TASKS TO CARRY OUT:
a - In the Dagster changelog, what went wrong with `UPathIOManager` paths that contained the "." character before the fix?
b - Carry the Dagster changelog forward past its last entry.

==== PASSAGE SHOWN

Community Contributions

- `load_asset_values` now accepts resource configuration (thanks Nintorac!)
- Previously, when using the `UPathIOManager`, paths with the `"."` character in them would be incorrectly truncated, which could result in multiple distinct objects being written to the same path. This has been fixed. (Thanks spenczar!)

Experimental

- [dagster-dbt] Added documentation to our dbt Cloud integration to cache the loading of software-defined assets from a dbt Cloud job.

Documentation

- Revamped the introduction to the Partitions concepts page to make it clear that non-time-window partitions are equally encouraged.
- In Navigation, moved the Partitions and Backfill concept pages to their own section underneath Concepts.
- Moved the Running Dagster locally guide from **Deployment** to **Guides** to reflect that OSS and Cloud users can follow it.

========
==== STORED RECORDS

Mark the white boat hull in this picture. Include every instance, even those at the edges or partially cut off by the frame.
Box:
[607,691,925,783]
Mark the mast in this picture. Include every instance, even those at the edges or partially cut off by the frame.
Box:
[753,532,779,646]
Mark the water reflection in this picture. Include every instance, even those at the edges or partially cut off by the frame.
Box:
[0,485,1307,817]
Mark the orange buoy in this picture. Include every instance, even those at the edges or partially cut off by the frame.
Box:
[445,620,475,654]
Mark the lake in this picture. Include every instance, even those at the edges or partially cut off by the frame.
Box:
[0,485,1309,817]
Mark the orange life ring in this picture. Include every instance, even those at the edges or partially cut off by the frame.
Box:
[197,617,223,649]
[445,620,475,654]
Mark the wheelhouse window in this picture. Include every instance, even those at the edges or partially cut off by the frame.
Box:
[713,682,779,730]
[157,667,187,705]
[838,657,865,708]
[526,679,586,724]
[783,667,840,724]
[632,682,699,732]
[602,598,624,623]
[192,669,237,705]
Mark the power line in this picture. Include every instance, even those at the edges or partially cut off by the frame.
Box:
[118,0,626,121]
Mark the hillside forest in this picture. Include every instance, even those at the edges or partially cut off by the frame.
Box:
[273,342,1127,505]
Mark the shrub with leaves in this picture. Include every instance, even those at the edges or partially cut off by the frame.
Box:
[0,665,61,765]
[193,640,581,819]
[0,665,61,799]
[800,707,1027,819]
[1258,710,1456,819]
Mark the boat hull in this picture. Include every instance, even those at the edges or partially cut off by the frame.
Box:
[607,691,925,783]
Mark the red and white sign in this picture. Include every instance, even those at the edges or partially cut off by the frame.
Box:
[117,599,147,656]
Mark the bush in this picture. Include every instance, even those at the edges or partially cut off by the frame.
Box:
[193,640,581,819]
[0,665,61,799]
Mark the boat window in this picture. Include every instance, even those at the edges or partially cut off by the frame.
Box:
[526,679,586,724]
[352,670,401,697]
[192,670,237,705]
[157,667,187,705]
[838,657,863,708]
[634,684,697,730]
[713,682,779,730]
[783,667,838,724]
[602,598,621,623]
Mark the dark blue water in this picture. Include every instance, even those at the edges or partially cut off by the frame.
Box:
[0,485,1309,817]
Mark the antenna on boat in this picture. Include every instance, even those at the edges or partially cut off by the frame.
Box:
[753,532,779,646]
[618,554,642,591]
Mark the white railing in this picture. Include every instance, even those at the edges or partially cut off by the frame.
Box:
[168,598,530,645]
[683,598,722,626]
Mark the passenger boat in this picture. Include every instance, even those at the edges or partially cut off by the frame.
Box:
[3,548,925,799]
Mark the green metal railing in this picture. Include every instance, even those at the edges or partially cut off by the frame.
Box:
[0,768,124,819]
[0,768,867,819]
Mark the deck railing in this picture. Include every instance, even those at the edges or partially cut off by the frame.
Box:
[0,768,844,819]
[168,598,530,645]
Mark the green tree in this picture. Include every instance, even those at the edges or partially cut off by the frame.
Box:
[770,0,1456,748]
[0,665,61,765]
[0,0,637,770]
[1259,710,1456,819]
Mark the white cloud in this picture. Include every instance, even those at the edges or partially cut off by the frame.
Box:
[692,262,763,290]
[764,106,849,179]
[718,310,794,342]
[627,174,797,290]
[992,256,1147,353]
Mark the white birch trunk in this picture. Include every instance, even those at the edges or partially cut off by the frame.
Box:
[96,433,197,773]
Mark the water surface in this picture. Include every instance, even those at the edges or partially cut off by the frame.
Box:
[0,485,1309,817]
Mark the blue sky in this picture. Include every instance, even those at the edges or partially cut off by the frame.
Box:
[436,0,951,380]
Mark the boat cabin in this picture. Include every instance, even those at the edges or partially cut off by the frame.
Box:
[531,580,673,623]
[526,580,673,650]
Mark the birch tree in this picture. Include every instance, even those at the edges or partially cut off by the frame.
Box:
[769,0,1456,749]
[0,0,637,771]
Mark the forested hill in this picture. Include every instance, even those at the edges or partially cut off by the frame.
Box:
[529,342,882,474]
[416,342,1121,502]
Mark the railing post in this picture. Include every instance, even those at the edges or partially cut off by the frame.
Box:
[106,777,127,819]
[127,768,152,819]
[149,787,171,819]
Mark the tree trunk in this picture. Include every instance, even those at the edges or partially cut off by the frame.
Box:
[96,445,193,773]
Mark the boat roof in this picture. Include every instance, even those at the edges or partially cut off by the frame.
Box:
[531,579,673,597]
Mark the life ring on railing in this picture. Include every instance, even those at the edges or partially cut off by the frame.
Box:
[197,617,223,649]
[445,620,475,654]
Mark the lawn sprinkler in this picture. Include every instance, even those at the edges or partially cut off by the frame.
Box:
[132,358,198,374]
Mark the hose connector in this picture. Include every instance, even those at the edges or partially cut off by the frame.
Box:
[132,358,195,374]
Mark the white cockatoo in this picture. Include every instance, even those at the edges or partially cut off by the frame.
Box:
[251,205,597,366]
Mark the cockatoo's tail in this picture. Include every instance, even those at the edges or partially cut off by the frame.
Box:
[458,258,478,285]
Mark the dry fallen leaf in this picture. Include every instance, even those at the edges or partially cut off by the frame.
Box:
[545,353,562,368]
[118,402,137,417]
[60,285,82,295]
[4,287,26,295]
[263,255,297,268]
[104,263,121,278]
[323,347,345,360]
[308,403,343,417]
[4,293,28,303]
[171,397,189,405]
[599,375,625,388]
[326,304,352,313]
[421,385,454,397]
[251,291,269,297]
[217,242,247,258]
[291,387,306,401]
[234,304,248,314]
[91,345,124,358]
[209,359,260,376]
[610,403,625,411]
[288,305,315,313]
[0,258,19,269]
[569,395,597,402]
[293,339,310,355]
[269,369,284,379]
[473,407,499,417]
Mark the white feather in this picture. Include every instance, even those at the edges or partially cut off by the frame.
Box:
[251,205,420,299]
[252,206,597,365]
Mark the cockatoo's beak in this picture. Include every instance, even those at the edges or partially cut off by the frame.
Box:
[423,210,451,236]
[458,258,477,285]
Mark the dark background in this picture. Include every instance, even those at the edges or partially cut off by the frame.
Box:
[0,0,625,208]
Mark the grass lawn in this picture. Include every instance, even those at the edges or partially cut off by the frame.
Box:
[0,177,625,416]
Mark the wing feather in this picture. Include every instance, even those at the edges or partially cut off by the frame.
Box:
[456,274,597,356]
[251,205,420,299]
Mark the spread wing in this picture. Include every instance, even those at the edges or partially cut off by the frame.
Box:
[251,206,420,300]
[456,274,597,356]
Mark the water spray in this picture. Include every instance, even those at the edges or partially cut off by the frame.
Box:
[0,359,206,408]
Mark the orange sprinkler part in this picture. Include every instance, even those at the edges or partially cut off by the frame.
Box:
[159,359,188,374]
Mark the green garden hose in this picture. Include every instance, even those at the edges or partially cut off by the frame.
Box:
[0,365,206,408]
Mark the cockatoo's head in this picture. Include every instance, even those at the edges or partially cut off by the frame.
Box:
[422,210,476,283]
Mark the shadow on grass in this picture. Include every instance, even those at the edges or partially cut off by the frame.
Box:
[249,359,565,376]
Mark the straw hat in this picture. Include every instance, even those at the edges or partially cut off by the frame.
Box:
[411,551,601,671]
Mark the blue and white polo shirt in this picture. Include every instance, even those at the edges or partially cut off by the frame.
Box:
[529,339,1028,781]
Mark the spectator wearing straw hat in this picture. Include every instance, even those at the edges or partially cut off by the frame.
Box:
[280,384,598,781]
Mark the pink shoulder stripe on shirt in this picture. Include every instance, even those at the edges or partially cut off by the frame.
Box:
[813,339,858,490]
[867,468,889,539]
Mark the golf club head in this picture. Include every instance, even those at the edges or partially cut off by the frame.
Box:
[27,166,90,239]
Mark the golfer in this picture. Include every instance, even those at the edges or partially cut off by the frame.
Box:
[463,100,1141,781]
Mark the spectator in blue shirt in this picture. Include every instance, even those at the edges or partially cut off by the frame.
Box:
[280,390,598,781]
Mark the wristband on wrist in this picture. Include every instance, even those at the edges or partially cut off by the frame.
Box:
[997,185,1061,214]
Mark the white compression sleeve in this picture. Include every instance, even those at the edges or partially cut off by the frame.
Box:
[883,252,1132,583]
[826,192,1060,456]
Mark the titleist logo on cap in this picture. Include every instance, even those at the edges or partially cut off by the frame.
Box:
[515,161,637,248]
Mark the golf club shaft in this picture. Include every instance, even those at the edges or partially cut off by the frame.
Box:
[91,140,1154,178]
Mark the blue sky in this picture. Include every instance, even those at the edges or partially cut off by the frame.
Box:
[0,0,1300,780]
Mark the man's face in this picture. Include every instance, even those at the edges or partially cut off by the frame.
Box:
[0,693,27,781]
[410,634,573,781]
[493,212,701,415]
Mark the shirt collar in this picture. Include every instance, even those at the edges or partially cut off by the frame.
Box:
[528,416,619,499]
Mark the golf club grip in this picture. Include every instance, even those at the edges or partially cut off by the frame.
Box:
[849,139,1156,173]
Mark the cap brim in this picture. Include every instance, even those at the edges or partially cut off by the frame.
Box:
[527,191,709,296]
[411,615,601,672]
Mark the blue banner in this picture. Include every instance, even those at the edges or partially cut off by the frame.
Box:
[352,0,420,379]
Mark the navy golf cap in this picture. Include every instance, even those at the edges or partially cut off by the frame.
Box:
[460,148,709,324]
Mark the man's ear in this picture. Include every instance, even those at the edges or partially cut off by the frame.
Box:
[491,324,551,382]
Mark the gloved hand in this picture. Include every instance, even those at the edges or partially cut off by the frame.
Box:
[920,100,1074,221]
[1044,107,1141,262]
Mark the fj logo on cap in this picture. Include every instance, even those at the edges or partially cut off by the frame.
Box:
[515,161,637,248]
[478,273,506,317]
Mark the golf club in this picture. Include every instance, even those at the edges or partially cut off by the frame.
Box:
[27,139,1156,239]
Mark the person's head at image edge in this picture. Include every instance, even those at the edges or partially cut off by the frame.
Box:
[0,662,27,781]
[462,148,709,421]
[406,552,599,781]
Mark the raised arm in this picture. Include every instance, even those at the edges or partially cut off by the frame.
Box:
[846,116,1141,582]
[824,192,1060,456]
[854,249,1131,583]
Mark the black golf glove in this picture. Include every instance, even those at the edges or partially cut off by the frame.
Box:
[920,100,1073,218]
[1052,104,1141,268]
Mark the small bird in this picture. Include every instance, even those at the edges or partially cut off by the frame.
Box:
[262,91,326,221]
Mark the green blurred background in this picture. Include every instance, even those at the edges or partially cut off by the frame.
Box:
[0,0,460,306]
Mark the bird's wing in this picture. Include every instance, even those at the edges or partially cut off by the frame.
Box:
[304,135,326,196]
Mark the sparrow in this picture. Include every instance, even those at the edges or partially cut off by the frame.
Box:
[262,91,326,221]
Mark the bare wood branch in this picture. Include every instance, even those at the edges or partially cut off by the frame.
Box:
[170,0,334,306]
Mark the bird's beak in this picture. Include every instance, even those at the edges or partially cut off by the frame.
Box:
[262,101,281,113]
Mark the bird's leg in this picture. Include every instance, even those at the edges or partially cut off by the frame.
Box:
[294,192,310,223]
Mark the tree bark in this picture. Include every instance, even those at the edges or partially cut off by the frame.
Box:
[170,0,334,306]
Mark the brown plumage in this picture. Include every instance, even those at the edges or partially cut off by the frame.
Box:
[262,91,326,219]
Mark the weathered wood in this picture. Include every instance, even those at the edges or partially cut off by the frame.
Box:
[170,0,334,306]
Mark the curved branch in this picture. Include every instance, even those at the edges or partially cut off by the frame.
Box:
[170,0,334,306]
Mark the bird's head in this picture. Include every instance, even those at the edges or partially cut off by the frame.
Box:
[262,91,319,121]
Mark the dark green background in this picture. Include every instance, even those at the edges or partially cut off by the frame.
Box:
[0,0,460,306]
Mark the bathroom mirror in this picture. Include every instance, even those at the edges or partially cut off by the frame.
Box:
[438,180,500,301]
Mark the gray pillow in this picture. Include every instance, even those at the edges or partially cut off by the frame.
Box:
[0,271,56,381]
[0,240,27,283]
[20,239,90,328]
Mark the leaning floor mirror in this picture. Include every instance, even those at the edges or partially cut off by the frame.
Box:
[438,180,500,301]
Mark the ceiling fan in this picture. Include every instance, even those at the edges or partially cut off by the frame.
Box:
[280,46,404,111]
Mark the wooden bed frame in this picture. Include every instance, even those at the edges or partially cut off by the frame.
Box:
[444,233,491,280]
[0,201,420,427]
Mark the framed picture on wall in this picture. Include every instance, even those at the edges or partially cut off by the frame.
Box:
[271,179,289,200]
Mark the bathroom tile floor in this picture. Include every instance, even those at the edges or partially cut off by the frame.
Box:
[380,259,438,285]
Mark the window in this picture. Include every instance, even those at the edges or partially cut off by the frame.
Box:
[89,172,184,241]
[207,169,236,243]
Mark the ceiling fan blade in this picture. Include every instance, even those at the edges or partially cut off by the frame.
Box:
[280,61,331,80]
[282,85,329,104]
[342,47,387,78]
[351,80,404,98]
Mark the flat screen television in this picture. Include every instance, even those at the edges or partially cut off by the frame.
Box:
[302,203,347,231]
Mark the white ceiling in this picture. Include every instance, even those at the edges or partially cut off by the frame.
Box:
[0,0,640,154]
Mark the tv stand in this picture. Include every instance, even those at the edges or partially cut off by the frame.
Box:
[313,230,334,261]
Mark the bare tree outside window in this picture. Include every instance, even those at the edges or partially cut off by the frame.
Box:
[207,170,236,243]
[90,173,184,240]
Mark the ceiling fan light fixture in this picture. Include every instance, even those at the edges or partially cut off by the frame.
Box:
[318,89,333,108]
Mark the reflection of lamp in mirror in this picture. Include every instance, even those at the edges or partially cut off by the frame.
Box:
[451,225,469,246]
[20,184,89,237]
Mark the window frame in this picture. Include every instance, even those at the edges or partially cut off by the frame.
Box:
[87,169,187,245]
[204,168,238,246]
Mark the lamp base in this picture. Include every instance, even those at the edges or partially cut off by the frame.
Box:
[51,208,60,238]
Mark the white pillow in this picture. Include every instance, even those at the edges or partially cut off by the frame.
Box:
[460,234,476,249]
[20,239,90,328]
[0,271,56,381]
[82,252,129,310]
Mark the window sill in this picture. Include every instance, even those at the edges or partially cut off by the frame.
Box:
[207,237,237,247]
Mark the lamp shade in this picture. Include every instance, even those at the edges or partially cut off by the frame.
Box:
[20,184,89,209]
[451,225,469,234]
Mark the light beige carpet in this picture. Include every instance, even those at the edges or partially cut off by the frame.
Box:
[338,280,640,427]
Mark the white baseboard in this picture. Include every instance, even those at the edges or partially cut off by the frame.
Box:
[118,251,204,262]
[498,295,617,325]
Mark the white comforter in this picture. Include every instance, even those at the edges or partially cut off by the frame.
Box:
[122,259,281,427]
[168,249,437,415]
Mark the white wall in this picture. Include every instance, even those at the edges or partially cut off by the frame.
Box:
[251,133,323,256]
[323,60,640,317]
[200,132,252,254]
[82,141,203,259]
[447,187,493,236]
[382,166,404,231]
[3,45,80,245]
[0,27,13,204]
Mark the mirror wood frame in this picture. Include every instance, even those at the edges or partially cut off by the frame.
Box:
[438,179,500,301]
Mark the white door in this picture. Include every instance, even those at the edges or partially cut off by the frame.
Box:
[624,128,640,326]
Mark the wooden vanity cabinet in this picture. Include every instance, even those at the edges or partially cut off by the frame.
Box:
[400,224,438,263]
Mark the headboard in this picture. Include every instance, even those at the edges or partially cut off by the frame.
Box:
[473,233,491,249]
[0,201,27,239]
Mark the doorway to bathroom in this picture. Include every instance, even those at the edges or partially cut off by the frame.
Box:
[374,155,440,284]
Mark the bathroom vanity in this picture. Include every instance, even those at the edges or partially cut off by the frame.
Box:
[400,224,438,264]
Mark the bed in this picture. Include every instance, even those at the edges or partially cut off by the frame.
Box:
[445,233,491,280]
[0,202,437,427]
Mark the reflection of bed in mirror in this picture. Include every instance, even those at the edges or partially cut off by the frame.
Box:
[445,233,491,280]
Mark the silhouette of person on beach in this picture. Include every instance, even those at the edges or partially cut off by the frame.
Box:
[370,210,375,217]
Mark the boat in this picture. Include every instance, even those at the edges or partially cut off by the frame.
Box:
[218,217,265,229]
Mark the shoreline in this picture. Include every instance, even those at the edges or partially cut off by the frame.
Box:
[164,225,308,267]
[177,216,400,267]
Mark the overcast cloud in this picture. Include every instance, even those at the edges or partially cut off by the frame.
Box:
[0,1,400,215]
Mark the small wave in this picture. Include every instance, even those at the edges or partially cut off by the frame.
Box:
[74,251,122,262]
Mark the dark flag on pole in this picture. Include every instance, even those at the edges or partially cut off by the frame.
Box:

========

RESULTS BY TASK:
a - They were incorrectly truncated, which could cause multiple distinct objects to be written to the same path.

b -
- Added [a new guide](https://docs.dagster.io/guides/dagster/asset-versioning-and-caching) covering asset versioning and caching.

1.1.18

New

- Assets with time-window `PartitionsDefinition`s (e.g. `HourlyPartitionsDefinition`, `DailyPartitionsDefinition`) may now have a `FreshnessPolicy`.
- [dagster-dbt] When using `load_assets_from_dbt_project` or `load_assets_from_dbt_manifest` with `dbt-core>=1.4`, `AssetMaterialization` events will be emitted as the dbt command executes, rather than waiting for dbt to complete before emitting events.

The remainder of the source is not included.